■ **Exercise description**:
Report every line of the data that includes "blurred".

■ **Given records**:
┌──

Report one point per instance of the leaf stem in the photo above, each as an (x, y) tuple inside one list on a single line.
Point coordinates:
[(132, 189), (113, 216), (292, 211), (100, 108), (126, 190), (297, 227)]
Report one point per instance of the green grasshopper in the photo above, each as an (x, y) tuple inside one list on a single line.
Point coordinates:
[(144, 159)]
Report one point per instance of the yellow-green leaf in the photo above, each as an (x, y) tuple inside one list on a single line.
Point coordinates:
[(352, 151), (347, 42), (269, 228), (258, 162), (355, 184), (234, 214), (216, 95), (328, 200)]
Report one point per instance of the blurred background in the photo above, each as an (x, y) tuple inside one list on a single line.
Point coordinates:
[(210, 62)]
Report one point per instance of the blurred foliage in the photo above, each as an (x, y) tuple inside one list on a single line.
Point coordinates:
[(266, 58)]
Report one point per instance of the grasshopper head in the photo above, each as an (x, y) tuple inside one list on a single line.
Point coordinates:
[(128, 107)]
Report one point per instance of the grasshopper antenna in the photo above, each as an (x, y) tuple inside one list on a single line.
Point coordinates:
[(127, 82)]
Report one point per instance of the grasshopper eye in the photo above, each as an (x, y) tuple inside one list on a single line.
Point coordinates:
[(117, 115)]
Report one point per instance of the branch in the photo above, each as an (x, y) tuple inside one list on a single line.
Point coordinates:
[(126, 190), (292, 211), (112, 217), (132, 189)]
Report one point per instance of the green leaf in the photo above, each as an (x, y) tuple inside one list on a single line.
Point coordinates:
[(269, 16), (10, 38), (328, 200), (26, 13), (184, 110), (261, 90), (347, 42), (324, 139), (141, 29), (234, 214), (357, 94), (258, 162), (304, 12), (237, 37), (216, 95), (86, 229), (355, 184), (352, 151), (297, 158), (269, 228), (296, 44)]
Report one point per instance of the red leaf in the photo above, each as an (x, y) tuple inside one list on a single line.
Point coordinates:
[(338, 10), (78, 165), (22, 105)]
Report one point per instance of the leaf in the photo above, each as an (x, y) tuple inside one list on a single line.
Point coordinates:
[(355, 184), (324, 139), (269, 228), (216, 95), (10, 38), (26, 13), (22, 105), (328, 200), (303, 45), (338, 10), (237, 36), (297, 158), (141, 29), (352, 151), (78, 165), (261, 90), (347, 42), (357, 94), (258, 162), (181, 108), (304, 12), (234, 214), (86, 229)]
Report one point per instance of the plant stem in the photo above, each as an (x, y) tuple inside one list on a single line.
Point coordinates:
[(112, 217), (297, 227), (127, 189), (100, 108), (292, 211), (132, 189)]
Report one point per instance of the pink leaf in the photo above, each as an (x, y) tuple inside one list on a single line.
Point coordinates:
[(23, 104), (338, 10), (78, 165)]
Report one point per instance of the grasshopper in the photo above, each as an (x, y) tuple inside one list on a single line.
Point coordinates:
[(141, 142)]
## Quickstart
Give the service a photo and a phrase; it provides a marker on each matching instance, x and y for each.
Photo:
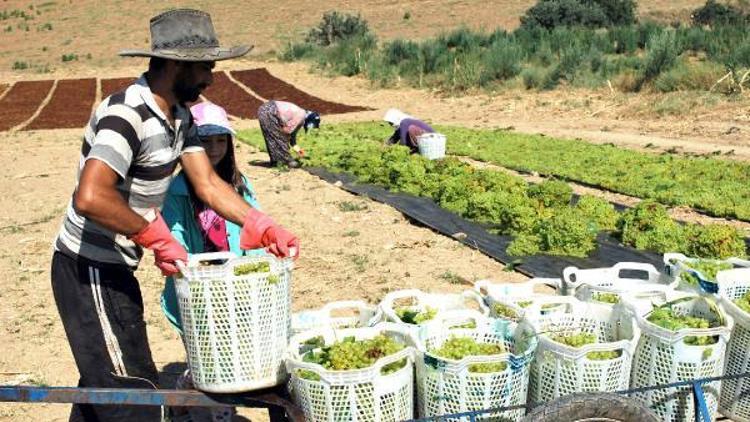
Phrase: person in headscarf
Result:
(280, 121)
(407, 129)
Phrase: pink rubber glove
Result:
(259, 231)
(167, 251)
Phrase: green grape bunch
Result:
(665, 316)
(606, 297)
(349, 354)
(579, 340)
(457, 348)
(708, 268)
(415, 317)
(743, 302)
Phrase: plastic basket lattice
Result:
(236, 327)
(447, 386)
(341, 314)
(431, 145)
(559, 369)
(510, 301)
(663, 357)
(636, 283)
(734, 401)
(353, 395)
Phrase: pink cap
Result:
(209, 114)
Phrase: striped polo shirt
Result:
(129, 132)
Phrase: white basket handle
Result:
(210, 256)
(473, 295)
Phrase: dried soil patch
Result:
(273, 88)
(70, 106)
(22, 101)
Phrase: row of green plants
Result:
(542, 218)
(630, 56)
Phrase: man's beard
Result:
(186, 93)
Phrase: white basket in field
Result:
(663, 357)
(641, 285)
(559, 369)
(510, 301)
(419, 301)
(431, 145)
(236, 327)
(340, 314)
(447, 386)
(675, 264)
(734, 402)
(354, 395)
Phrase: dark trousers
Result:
(102, 312)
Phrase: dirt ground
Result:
(345, 255)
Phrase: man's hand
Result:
(167, 251)
(258, 230)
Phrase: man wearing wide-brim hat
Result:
(132, 145)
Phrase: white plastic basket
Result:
(355, 395)
(559, 369)
(341, 314)
(447, 386)
(420, 301)
(675, 264)
(431, 145)
(510, 300)
(734, 402)
(636, 283)
(236, 328)
(663, 357)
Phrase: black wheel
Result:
(595, 407)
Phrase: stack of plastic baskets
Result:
(678, 266)
(735, 393)
(419, 302)
(447, 386)
(236, 327)
(510, 300)
(353, 395)
(664, 357)
(431, 145)
(639, 284)
(341, 314)
(559, 369)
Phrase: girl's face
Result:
(216, 147)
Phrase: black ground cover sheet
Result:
(424, 211)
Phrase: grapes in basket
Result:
(708, 268)
(350, 353)
(665, 316)
(578, 340)
(457, 348)
(413, 316)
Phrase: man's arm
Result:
(212, 190)
(97, 199)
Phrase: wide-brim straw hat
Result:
(186, 35)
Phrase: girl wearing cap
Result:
(280, 121)
(407, 129)
(198, 228)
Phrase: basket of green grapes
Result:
(414, 307)
(587, 348)
(682, 339)
(362, 374)
(734, 293)
(697, 275)
(467, 361)
(235, 317)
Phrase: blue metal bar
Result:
(699, 400)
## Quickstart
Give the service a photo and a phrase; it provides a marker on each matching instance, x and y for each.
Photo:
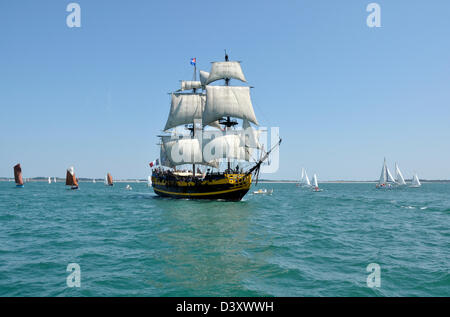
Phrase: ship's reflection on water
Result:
(208, 247)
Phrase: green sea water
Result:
(292, 243)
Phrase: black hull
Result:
(229, 187)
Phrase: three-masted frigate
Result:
(214, 140)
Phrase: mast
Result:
(193, 123)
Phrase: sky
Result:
(343, 95)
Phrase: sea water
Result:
(292, 243)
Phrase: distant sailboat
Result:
(108, 180)
(399, 176)
(71, 180)
(304, 181)
(149, 181)
(18, 176)
(386, 179)
(315, 184)
(415, 181)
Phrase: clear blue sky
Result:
(344, 95)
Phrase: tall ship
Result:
(205, 152)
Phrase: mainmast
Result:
(228, 123)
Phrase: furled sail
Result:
(18, 175)
(307, 182)
(222, 101)
(185, 108)
(399, 176)
(251, 136)
(164, 161)
(228, 146)
(183, 151)
(189, 84)
(222, 70)
(203, 77)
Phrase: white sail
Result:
(183, 151)
(390, 179)
(399, 176)
(185, 108)
(203, 77)
(222, 70)
(222, 101)
(228, 146)
(307, 182)
(383, 175)
(189, 84)
(250, 135)
(415, 181)
(315, 181)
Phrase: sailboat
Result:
(304, 180)
(108, 180)
(399, 176)
(316, 184)
(71, 180)
(386, 179)
(18, 176)
(149, 181)
(199, 112)
(415, 181)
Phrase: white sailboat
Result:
(304, 180)
(386, 179)
(315, 184)
(399, 176)
(415, 181)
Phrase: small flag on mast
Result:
(154, 163)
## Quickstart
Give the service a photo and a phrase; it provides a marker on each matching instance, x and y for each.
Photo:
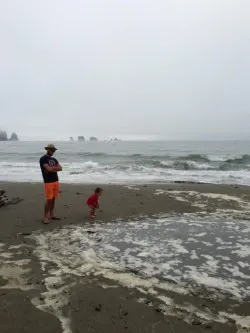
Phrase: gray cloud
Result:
(161, 69)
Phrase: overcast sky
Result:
(172, 69)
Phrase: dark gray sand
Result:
(45, 289)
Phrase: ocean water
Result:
(131, 162)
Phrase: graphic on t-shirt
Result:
(48, 177)
(52, 163)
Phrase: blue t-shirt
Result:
(48, 177)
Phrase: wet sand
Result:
(93, 303)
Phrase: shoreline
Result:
(38, 285)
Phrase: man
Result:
(49, 167)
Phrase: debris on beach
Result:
(4, 200)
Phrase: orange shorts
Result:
(51, 190)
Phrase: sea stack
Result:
(3, 198)
(3, 136)
(14, 137)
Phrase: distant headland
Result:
(81, 138)
(4, 136)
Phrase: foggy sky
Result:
(167, 69)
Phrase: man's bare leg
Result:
(51, 213)
(47, 209)
(52, 207)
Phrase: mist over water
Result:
(131, 162)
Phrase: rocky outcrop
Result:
(3, 136)
(115, 139)
(14, 137)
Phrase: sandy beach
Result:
(51, 281)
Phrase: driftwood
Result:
(5, 201)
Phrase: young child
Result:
(93, 202)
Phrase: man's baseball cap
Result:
(51, 147)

└──

■ **Written answer**:
Report one point per instance of the blurred background in the photo above, each as an (x, y) tuple inside one list on a single line.
Report one point per instance of the blurred foliage in the photo above, each as an (x, y) tuple inside one list on a single line.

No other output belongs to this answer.